**TASK DESCRIPTION:** If a line in the data below holds the word "background", copy it.

**Stored data entries:**
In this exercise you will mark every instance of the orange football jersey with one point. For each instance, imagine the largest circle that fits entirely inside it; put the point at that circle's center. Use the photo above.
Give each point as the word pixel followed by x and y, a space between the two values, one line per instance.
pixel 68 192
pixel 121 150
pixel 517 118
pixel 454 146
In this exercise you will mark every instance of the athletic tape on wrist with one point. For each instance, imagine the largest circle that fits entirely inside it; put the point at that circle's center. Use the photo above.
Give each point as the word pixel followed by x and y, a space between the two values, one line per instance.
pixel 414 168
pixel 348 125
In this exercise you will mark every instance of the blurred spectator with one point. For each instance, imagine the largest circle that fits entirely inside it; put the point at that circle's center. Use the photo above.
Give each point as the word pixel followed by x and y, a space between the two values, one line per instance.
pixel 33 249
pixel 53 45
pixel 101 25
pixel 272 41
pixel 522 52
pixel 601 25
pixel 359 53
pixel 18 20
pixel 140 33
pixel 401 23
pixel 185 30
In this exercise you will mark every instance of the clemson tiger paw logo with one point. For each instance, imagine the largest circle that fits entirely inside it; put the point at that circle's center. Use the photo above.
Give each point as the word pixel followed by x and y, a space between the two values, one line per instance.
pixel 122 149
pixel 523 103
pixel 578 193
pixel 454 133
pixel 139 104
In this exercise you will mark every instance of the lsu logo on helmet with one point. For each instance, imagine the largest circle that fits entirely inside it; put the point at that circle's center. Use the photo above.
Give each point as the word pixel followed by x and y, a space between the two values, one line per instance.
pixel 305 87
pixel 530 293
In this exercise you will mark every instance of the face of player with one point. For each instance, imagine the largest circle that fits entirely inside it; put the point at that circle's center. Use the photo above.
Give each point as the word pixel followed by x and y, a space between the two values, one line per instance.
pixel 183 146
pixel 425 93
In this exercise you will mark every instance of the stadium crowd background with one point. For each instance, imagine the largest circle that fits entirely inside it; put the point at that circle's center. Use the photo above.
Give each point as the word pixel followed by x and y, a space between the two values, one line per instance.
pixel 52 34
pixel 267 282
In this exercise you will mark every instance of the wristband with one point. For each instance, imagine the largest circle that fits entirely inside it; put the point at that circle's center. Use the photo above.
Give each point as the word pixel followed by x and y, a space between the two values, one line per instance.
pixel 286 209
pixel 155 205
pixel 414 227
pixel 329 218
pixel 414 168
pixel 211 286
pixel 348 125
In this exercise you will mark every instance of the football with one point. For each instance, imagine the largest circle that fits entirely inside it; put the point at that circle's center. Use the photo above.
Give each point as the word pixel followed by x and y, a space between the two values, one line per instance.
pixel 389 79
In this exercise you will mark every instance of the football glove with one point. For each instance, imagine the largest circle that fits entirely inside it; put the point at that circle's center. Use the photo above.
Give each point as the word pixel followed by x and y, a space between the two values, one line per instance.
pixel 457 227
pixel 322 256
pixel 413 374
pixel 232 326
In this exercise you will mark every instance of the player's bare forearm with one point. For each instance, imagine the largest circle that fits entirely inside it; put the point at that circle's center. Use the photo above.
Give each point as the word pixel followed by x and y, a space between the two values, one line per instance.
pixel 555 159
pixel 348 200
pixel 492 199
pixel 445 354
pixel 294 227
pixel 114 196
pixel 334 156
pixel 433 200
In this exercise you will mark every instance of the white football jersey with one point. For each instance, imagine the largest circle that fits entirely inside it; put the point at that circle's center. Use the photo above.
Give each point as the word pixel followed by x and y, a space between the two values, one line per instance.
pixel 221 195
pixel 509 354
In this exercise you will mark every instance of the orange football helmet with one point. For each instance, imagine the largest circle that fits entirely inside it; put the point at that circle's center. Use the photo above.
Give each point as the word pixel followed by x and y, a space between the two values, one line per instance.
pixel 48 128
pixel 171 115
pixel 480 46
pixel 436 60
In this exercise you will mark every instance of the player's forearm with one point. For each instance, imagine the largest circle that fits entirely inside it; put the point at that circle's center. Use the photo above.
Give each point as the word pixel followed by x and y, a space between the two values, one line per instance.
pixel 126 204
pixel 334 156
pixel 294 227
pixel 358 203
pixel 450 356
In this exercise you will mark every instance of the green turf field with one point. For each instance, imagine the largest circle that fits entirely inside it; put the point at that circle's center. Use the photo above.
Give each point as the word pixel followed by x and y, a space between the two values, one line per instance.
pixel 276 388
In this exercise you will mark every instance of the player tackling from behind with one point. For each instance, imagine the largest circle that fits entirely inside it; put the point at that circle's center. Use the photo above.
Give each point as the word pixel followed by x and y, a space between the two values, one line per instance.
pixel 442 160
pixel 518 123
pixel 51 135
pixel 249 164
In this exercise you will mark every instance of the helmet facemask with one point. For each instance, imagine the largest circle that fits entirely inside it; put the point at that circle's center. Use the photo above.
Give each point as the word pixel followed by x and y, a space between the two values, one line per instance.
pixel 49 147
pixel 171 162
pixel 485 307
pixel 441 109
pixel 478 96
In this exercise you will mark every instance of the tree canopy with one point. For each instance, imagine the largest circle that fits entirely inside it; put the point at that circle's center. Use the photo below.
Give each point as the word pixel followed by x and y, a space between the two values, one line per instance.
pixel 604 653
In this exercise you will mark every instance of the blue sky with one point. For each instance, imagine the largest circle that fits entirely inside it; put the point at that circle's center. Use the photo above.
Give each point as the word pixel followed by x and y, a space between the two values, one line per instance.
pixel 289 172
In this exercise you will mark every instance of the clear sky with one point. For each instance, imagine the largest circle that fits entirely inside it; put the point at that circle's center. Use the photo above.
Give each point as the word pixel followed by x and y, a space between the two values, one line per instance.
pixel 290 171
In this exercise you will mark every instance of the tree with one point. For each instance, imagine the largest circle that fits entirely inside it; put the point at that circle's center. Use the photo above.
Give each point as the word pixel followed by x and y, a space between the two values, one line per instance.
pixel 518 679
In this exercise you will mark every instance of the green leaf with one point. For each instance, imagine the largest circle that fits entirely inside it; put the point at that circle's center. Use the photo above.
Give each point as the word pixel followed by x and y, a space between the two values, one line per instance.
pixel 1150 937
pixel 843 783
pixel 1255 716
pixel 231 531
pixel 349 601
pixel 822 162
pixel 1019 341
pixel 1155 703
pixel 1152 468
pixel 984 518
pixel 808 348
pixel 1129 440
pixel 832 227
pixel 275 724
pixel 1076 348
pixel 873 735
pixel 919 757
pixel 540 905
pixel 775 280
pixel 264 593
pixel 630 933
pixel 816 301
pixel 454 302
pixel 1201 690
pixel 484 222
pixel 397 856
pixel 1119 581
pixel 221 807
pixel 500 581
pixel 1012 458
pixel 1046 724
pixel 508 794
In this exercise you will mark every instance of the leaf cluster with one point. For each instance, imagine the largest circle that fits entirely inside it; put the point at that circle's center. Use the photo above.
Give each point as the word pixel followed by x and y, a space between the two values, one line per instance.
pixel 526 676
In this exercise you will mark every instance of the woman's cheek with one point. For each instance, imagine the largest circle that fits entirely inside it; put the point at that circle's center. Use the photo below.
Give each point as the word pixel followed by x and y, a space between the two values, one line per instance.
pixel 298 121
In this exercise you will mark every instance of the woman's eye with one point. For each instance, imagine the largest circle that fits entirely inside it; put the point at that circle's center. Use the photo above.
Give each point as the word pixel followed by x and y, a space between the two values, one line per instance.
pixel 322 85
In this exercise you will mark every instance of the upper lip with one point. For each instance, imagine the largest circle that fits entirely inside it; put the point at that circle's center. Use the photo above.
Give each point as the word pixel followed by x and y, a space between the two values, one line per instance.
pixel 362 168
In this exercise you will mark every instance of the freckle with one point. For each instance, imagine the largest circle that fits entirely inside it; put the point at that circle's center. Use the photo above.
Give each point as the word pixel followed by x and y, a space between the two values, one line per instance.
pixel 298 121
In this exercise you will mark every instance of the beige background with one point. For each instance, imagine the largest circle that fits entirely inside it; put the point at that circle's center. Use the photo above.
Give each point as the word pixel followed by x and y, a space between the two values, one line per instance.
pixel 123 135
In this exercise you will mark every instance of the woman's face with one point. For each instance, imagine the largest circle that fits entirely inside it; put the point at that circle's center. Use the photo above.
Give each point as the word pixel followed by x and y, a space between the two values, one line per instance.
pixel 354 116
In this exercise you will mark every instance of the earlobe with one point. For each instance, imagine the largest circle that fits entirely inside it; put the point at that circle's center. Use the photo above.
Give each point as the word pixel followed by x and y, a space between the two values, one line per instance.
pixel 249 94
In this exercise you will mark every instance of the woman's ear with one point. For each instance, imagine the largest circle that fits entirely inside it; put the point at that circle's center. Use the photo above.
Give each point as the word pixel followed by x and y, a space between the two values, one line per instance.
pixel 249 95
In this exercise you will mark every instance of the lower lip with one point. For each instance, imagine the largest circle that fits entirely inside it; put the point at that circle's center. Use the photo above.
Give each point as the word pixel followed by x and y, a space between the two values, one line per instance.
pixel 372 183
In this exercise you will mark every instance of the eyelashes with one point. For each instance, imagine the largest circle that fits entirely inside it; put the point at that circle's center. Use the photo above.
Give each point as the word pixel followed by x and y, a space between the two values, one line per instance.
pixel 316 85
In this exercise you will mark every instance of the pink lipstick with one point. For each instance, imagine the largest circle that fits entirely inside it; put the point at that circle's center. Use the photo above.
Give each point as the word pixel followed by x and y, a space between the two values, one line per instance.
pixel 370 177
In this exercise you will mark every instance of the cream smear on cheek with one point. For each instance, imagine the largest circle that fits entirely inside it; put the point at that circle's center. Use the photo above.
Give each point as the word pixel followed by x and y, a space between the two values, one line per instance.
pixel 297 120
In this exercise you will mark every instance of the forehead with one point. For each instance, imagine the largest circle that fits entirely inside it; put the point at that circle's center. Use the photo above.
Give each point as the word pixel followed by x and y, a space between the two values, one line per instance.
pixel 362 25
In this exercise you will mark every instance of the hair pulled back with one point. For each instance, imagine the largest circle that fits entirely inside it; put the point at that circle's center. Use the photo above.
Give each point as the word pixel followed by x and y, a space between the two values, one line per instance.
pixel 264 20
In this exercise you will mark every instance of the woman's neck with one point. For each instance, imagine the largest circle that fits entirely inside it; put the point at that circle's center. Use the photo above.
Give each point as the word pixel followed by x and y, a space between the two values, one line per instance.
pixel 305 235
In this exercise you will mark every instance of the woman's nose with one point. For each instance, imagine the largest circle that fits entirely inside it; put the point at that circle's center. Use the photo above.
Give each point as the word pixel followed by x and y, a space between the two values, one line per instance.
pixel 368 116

**WRITTEN RESPONSE:**
In this exercise you will mark every instance of the stadium crowd background with one point. For each instance, imagine the largest circle that fits entirely inside it; put the point at that circle's center. Use the photo above.
In this exercise you will mark every instance of the beige background with one point. For each instance, imagine the largest circle that fits entirely inside it; put the point at that circle's center. Use the photo above.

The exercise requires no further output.